→ What is being asked
Convert every line of the items below into a Markdown table with two columns, Row and Line. Number the rows in order and leave out blank lines.

++++ Data for processing ++++

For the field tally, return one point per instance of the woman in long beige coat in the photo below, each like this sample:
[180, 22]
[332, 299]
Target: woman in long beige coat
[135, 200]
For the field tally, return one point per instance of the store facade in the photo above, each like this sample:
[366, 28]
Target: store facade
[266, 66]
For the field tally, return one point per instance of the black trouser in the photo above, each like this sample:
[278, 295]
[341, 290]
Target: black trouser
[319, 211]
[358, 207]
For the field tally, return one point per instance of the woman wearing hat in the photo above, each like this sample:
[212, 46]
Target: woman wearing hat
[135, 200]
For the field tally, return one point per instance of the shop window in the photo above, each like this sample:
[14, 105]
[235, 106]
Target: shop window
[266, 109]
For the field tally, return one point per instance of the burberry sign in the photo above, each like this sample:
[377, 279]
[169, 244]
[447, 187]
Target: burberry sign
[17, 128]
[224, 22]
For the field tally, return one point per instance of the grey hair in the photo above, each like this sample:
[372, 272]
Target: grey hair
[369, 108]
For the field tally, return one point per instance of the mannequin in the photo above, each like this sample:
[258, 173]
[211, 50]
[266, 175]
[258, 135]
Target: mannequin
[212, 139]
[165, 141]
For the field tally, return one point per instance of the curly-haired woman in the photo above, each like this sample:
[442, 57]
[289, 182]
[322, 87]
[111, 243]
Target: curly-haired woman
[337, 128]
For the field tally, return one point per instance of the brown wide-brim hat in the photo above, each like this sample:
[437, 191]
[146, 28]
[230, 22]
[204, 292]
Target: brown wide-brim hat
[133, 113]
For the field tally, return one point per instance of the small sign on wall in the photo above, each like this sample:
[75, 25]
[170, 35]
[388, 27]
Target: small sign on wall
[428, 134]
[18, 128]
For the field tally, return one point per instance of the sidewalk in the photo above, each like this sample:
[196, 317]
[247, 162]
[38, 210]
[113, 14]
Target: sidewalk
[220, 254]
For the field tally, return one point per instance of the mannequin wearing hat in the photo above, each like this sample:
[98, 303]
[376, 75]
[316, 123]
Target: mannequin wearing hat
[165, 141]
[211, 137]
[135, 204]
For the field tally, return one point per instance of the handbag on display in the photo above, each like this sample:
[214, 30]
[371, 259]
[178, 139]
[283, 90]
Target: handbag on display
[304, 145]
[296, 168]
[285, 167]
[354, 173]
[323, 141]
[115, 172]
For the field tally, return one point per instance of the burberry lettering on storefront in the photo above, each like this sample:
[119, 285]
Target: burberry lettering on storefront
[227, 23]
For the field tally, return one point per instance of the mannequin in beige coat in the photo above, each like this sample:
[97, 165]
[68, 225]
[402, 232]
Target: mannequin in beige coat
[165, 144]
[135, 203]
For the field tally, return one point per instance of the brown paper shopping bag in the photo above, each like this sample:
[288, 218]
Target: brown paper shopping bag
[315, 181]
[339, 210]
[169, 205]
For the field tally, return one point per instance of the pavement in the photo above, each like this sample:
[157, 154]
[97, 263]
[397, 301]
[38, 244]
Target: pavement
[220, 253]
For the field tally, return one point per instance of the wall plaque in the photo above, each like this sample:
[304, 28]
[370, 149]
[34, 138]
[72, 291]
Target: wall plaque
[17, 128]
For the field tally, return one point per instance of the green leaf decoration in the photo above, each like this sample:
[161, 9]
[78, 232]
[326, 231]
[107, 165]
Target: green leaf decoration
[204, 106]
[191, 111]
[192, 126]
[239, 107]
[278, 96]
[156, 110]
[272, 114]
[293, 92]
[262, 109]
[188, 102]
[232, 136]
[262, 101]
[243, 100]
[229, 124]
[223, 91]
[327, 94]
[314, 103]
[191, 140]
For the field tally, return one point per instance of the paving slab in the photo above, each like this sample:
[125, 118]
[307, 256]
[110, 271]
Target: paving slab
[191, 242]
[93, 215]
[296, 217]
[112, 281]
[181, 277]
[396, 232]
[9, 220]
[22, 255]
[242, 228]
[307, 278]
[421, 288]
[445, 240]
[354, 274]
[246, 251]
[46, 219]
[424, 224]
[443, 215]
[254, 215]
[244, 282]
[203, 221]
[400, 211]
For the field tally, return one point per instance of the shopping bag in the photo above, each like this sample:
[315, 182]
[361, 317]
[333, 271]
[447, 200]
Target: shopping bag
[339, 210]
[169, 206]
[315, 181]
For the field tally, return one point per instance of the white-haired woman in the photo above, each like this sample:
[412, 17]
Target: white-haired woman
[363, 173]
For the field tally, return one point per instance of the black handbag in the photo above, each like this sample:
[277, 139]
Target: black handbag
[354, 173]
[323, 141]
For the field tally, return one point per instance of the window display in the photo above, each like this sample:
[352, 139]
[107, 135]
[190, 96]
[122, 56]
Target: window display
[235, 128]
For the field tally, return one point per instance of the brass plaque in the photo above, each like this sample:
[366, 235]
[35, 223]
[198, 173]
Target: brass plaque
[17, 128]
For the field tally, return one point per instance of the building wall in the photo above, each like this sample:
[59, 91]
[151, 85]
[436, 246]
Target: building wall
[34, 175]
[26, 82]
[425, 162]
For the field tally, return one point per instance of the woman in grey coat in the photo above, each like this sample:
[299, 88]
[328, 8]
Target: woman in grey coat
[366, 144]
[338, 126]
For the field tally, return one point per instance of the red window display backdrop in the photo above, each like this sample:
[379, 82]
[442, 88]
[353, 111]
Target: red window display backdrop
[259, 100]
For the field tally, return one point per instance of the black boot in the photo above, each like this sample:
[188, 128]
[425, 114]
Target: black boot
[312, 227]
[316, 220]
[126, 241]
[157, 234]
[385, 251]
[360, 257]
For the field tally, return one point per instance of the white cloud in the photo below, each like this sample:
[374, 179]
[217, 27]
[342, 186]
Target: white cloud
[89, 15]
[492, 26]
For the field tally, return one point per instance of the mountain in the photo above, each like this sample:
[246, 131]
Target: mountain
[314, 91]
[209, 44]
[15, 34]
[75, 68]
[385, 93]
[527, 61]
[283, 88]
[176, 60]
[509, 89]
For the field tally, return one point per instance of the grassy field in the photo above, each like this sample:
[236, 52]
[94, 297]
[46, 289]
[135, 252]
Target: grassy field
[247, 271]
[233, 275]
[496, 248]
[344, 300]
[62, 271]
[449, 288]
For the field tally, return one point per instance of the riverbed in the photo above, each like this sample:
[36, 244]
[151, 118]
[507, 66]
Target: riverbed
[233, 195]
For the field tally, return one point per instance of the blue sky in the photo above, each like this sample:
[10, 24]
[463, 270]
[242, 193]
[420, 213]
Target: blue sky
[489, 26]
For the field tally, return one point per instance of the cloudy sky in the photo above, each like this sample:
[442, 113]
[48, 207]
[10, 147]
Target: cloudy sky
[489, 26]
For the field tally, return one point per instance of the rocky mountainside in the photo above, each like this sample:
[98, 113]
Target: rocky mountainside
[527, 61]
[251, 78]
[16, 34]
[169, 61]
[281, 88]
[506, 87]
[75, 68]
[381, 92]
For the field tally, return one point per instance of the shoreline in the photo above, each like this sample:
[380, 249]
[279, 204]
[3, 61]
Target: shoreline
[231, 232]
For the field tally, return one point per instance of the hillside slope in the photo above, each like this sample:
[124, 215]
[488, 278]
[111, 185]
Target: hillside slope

++++

→ The output
| Row | Line |
|---|---|
| 1 | For the field tally, return one point per instance of the woman in long beige coat in the photo below, each like this sample: |
| 2 | [180, 22] |
| 3 | [332, 299] |
| 4 | Target: woman in long beige coat |
| 5 | [135, 200] |
| 6 | For the field tally, return one point per instance of the store facade in the photo above, each like this sample: |
| 7 | [366, 28] |
| 8 | Target: store facade |
| 9 | [266, 66] |
| 10 | For the field tally, return one point per instance of the black trouser in the photo above, each like this sample: |
| 11 | [278, 295] |
| 12 | [341, 290] |
| 13 | Target: black trouser |
| 14 | [319, 211] |
| 15 | [358, 207] |
| 16 | For the field tally, return one point per instance of the woman wearing hat in the photo above, each like this sample: |
| 17 | [212, 46] |
| 18 | Target: woman wearing hat |
| 19 | [135, 200] |
| 20 | For the field tally, return one point per instance of the shop window in the photo above, each like this sample: |
| 21 | [14, 105] |
| 22 | [235, 106] |
| 23 | Target: shop window |
| 24 | [266, 109] |
| 25 | For the field tally, return one point per instance of the burberry sign in the photo above, each like this sample: |
| 26 | [377, 279] |
| 27 | [169, 244] |
| 28 | [447, 187] |
| 29 | Target: burberry sign |
| 30 | [17, 128] |
| 31 | [224, 22] |
| 32 | For the field tally, return one point per instance of the grey hair in the photo above, each like this sample: |
| 33 | [372, 272] |
| 34 | Target: grey hair |
| 35 | [369, 108] |
| 36 | For the field tally, return one point per instance of the mannequin in the photo above, each like this sample: |
| 37 | [258, 173] |
| 38 | [211, 50] |
| 39 | [266, 175] |
| 40 | [258, 135] |
| 41 | Target: mannequin |
| 42 | [212, 139] |
| 43 | [165, 141] |
| 44 | For the field tally, return one point per instance of the curly-haired woman in the photo above, each like this sample: |
| 45 | [442, 57] |
| 46 | [289, 182] |
| 47 | [322, 87] |
| 48 | [111, 243] |
| 49 | Target: curly-haired woman |
| 50 | [337, 128] |
| 51 | For the field tally, return one point per instance of the brown wide-brim hat in the photo above, each like this sample: |
| 52 | [437, 191] |
| 53 | [146, 28] |
| 54 | [230, 22] |
| 55 | [204, 292] |
| 56 | Target: brown wide-brim hat |
| 57 | [133, 113] |
| 58 | For the field tally, return one point per instance of the small sign on wall in the photo above, each like this sample: |
| 59 | [75, 25] |
| 60 | [170, 35] |
| 61 | [388, 27] |
| 62 | Target: small sign on wall |
| 63 | [428, 134] |
| 64 | [18, 128] |
| 65 | For the field tally, return one point per instance of the sidewalk in the photo above, each like this sample: |
| 66 | [196, 317] |
| 67 | [247, 162] |
| 68 | [38, 210] |
| 69 | [113, 14] |
| 70 | Target: sidewalk |
| 71 | [220, 254] |
| 72 | For the field tally, return one point per instance of the mannequin wearing hat in the photo above, each like this sample: |
| 73 | [98, 303] |
| 74 | [376, 75] |
| 75 | [316, 123] |
| 76 | Target: mannequin wearing hat |
| 77 | [165, 141] |
| 78 | [211, 137] |
| 79 | [135, 204] |
| 80 | For the field tally, return one point per instance of the handbag on display in the photo above, each like this sample: |
| 81 | [214, 30] |
| 82 | [371, 259] |
| 83 | [178, 139] |
| 84 | [283, 90] |
| 85 | Target: handbag on display |
| 86 | [304, 145] |
| 87 | [296, 168] |
| 88 | [285, 167] |
| 89 | [354, 173] |
| 90 | [323, 141] |
| 91 | [115, 172] |
| 92 | For the field tally, return one point per instance of the burberry lettering on storefront in the photo above, each like this sample: |
| 93 | [119, 285] |
| 94 | Target: burberry lettering on storefront |
| 95 | [227, 23] |
| 96 | For the field tally, return one point per instance of the mannequin in beige coat in the photo above, each like this sample: |
| 97 | [97, 165] |
| 98 | [68, 225] |
| 99 | [402, 232] |
| 100 | Target: mannequin in beige coat |
| 101 | [165, 144] |
| 102 | [135, 203] |
| 103 | For the field tally, return one point per instance of the brown paper shopping bag in the photo above, each like this sample: |
| 104 | [288, 218] |
| 105 | Target: brown paper shopping bag |
| 106 | [315, 181] |
| 107 | [339, 210] |
| 108 | [169, 205] |
| 109 | For the field tally, return one point per instance of the pavement in the photo above, each like this sample: |
| 110 | [157, 154] |
| 111 | [97, 263] |
| 112 | [397, 301] |
| 113 | [38, 244] |
| 114 | Target: pavement |
| 115 | [220, 253] |
| 116 | For the field tally, return one point per instance of the wall plaque in the photo above, each like this sample: |
| 117 | [304, 28] |
| 118 | [370, 149] |
| 119 | [34, 138] |
| 120 | [72, 291] |
| 121 | Target: wall plaque |
| 122 | [17, 128] |
| 123 | For the field tally, return one point per instance of the green leaf decoration in the photo above, each like this sample: |
| 124 | [161, 9] |
| 125 | [78, 232] |
| 126 | [326, 231] |
| 127 | [107, 165] |
| 128 | Target: green leaf decoration |
| 129 | [204, 106] |
| 130 | [191, 111] |
| 131 | [192, 126] |
| 132 | [239, 107] |
| 133 | [278, 96] |
| 134 | [156, 110] |
| 135 | [272, 114] |
| 136 | [293, 92] |
| 137 | [262, 109] |
| 138 | [188, 102] |
| 139 | [232, 136] |
| 140 | [262, 101] |
| 141 | [243, 100] |
| 142 | [229, 124] |
| 143 | [223, 91] |
| 144 | [327, 94] |
| 145 | [314, 103] |
| 146 | [191, 140] |
| 147 | For the field tally, return one point per instance of the paving slab in the photo above, each like this sample: |
| 148 | [125, 118] |
| 149 | [307, 256] |
| 150 | [110, 271] |
| 151 | Target: paving slab |
| 152 | [191, 242] |
| 153 | [93, 215] |
| 154 | [296, 217] |
| 155 | [112, 281] |
| 156 | [181, 277] |
| 157 | [396, 232] |
| 158 | [9, 220] |
| 159 | [22, 255] |
| 160 | [242, 228] |
| 161 | [307, 278] |
| 162 | [421, 288] |
| 163 | [445, 240] |
| 164 | [354, 274] |
| 165 | [246, 251] |
| 166 | [46, 219] |
| 167 | [424, 224] |
| 168 | [443, 215] |
| 169 | [254, 215] |
| 170 | [244, 282] |
| 171 | [203, 221] |
| 172 | [400, 211] |
| 173 | For the field tally, return one point per instance of the shopping bag in the photo above, each like this sample: |
| 174 | [315, 182] |
| 175 | [361, 317] |
| 176 | [333, 271] |
| 177 | [447, 200] |
| 178 | Target: shopping bag |
| 179 | [339, 210] |
| 180 | [169, 206] |
| 181 | [315, 181] |
| 182 | For the field tally, return one point per instance of the white-haired woman in the photo above, each like this sample: |
| 183 | [412, 17] |
| 184 | Target: white-haired woman |
| 185 | [363, 173] |
| 186 | For the field tally, return one point per instance of the black handbag in the photo above, each like this sample: |
| 187 | [277, 139] |
| 188 | Target: black handbag |
| 189 | [354, 173] |
| 190 | [323, 141] |
| 191 | For the field tally, return one point per instance of the window display in the photo above, each like this sample: |
| 192 | [352, 139] |
| 193 | [107, 135] |
| 194 | [190, 96] |
| 195 | [122, 56] |
| 196 | Target: window display |
| 197 | [235, 128] |
| 198 | For the field tally, return one point per instance of the brass plaque in the photo above, each like this sample: |
| 199 | [366, 235] |
| 200 | [35, 223] |
| 201 | [198, 173] |
| 202 | Target: brass plaque |
| 203 | [17, 128] |
| 204 | For the field tally, return one point per instance of the building wall in the photo above, each like this sample: |
| 205 | [59, 91] |
| 206 | [151, 85] |
| 207 | [436, 246] |
| 208 | Target: building wall |
| 209 | [34, 175] |
| 210 | [26, 82] |
| 211 | [425, 162] |
| 212 | For the field tally, return one point per instance of the woman in grey coat in the photo above, each like this sample: |
| 213 | [299, 88] |
| 214 | [328, 8] |
| 215 | Target: woman in grey coat |
| 216 | [366, 144] |
| 217 | [338, 126] |
| 218 | For the field tally, return one point per instance of the red window display backdrop in the photo above, each like this sample: |
| 219 | [379, 82] |
| 220 | [442, 88] |
| 221 | [353, 111] |
| 222 | Target: red window display backdrop |
| 223 | [259, 100] |
| 224 | For the field tally, return one point per instance of the black boot in the photo above, each like this sample: |
| 225 | [188, 128] |
| 226 | [425, 114] |
| 227 | Target: black boot |
| 228 | [312, 227] |
| 229 | [316, 220] |
| 230 | [126, 241] |
| 231 | [157, 234] |
| 232 | [385, 251] |
| 233 | [360, 257] |
| 234 | For the field tally, return one point per instance of the white cloud in the photo below, each like this sample: |
| 235 | [374, 179] |
| 236 | [217, 27] |
| 237 | [342, 186] |
| 238 | Target: white cloud |
| 239 | [89, 15] |
| 240 | [492, 26] |
| 241 | For the field tally, return one point per instance of the mountain in the photo above, each like this sample: |
| 242 | [246, 131] |
| 243 | Target: mountain |
| 244 | [314, 91] |
| 245 | [209, 44] |
| 246 | [15, 34] |
| 247 | [75, 68] |
| 248 | [385, 93] |
| 249 | [527, 61] |
| 250 | [283, 88] |
| 251 | [176, 60] |
| 252 | [509, 89] |
| 253 | For the field tally, return one point per instance of the grassy field in the photo above, each like this sample: |
| 254 | [236, 52] |
| 255 | [94, 297] |
| 256 | [46, 289] |
| 257 | [135, 252] |
| 258 | Target: grassy field |
| 259 | [247, 271] |
| 260 | [233, 275] |
| 261 | [496, 248] |
| 262 | [344, 300] |
| 263 | [62, 271] |
| 264 | [449, 288] |
| 265 | For the field tally, return one point per instance of the riverbed in the photo above, each like this sample: |
| 266 | [36, 244] |
| 267 | [151, 118] |
| 268 | [507, 66] |
| 269 | Target: riverbed |
| 270 | [233, 195] |
| 271 | For the field tally, return one point per instance of the blue sky in the photo above, each like this sample: |
| 272 | [10, 24] |
| 273 | [463, 270] |
| 274 | [242, 193] |
| 275 | [420, 213] |
| 276 | Target: blue sky |
| 277 | [489, 26] |
| 278 | For the field tally, return one point per instance of the cloudy sky in the photo above, each like this sample: |
| 279 | [442, 113] |
| 280 | [48, 207] |
| 281 | [10, 147] |
| 282 | Target: cloudy sky |
| 283 | [489, 26] |
| 284 | For the field tally, return one point per instance of the rocky mountainside in the photo above, each like this sample: |
| 285 | [98, 113] |
| 286 | Target: rocky mountainside |
| 287 | [527, 61] |
| 288 | [251, 78] |
| 289 | [16, 34] |
| 290 | [169, 61] |
| 291 | [281, 88] |
| 292 | [506, 87] |
| 293 | [75, 68] |
| 294 | [381, 92] |
| 295 | For the field tally, return one point per instance of the shoreline in the photo above, each like this sample: |
| 296 | [380, 249] |
| 297 | [279, 204] |
| 298 | [3, 61] |
| 299 | Target: shoreline |
| 300 | [231, 232] |
| 301 | For the field tally, return one point per instance of the hillside slope in the photo above, each like this sample: |
| 302 | [124, 215] |
| 303 | [488, 278] |
| 304 | [111, 185] |
| 305 | Target: hillside slope |